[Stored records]
┌────────
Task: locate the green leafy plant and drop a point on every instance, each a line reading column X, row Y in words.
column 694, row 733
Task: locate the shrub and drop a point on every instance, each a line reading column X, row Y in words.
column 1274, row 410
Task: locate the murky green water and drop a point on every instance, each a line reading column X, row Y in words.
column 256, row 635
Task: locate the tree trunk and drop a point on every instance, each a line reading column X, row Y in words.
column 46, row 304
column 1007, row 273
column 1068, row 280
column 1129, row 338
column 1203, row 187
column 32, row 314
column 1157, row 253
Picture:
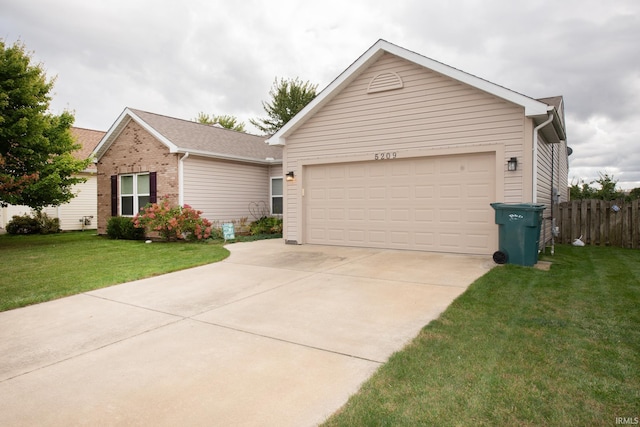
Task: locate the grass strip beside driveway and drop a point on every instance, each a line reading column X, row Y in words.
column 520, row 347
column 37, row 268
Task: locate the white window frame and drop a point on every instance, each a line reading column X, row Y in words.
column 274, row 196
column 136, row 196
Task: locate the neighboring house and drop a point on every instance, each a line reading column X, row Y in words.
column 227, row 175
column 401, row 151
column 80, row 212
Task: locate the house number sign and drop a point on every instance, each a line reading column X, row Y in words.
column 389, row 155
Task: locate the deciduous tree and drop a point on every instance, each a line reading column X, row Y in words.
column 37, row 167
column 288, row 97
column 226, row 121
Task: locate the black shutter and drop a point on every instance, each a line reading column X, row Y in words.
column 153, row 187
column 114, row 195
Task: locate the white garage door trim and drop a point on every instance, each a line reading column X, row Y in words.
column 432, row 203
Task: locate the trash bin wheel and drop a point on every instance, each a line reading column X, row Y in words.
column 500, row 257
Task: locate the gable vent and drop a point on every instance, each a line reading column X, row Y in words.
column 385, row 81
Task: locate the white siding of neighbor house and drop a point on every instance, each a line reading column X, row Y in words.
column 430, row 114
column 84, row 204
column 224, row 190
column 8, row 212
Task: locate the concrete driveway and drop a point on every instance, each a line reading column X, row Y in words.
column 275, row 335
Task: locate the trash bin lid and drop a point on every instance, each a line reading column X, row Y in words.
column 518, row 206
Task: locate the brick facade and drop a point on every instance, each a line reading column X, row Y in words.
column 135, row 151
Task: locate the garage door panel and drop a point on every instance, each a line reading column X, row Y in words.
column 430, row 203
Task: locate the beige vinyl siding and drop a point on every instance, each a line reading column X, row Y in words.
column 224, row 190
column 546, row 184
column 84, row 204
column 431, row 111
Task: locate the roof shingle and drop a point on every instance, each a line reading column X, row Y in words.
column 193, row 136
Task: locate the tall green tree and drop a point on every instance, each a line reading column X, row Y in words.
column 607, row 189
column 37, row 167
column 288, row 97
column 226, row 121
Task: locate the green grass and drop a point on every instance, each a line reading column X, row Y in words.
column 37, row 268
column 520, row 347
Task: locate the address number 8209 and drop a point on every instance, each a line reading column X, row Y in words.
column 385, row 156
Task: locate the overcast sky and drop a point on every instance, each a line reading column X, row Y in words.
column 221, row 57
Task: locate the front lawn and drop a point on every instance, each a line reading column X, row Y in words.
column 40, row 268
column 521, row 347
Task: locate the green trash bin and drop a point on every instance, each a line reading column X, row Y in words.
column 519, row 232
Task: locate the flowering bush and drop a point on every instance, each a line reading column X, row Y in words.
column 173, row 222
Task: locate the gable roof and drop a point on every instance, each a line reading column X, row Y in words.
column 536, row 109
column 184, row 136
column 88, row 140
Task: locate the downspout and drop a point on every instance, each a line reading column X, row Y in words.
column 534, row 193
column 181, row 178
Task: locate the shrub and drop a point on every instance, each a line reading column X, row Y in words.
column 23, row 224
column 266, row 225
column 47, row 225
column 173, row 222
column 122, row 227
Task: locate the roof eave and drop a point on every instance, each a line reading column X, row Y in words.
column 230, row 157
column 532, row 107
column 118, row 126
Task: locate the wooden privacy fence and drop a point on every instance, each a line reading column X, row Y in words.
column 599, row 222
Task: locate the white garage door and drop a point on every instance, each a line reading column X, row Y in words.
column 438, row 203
└────────
┌────────
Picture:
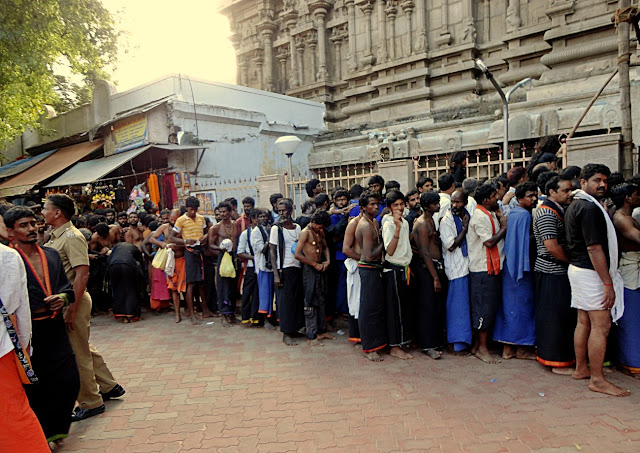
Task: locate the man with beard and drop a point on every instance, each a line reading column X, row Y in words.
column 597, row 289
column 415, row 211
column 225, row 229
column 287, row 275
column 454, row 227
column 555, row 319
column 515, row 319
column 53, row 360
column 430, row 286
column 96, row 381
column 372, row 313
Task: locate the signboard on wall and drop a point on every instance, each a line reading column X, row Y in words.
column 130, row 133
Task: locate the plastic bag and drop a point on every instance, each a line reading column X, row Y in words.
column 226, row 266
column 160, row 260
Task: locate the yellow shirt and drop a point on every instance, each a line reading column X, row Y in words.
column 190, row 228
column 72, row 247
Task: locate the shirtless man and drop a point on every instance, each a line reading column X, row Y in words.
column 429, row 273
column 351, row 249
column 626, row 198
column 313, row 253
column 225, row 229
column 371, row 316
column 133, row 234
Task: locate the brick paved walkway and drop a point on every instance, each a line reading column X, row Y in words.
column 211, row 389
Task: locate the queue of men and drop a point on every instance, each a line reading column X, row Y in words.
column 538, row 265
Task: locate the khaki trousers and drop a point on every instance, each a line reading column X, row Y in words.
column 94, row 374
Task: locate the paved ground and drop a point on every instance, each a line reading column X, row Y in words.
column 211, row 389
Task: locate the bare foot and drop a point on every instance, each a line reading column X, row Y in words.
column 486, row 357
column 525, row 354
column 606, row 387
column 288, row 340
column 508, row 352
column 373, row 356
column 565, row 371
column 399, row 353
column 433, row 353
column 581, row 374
└────────
(TASK DETAILS):
Rewrite the listing between the lines holding "Task: locate the yellow" and "column 581, row 374", inclusive, substituting "path" for "walkway" and leaving everything else the same.

(COMPLETED EXERCISE):
Task: locate the yellow shirt and drop a point on every instance, each a line reading column X, row Y in words.
column 190, row 228
column 72, row 247
Task: locate the shirtless man and drop a point on every instance, each a line reading column X, row Y in words.
column 429, row 273
column 351, row 249
column 626, row 198
column 313, row 253
column 225, row 229
column 371, row 316
column 133, row 234
Task: locate the brick paved path and drop a point on every instance, each a line reading column X, row Y in words.
column 211, row 389
Task: locate the queue of men and drop a point on every instance, each a line reading column X, row Y in words.
column 538, row 265
Task: locate the khaki trousers and drop a point on every instance, each a line reading column X, row Y in words.
column 94, row 374
Task: locate the paved ground and drop a point on every instance, each a line reading column X, row Y in words.
column 211, row 389
Task: locate the bare foot and drop a point on every instance, each a line reading column X, row Y in words.
column 486, row 357
column 525, row 354
column 606, row 387
column 288, row 340
column 508, row 352
column 373, row 356
column 565, row 371
column 399, row 353
column 433, row 353
column 581, row 374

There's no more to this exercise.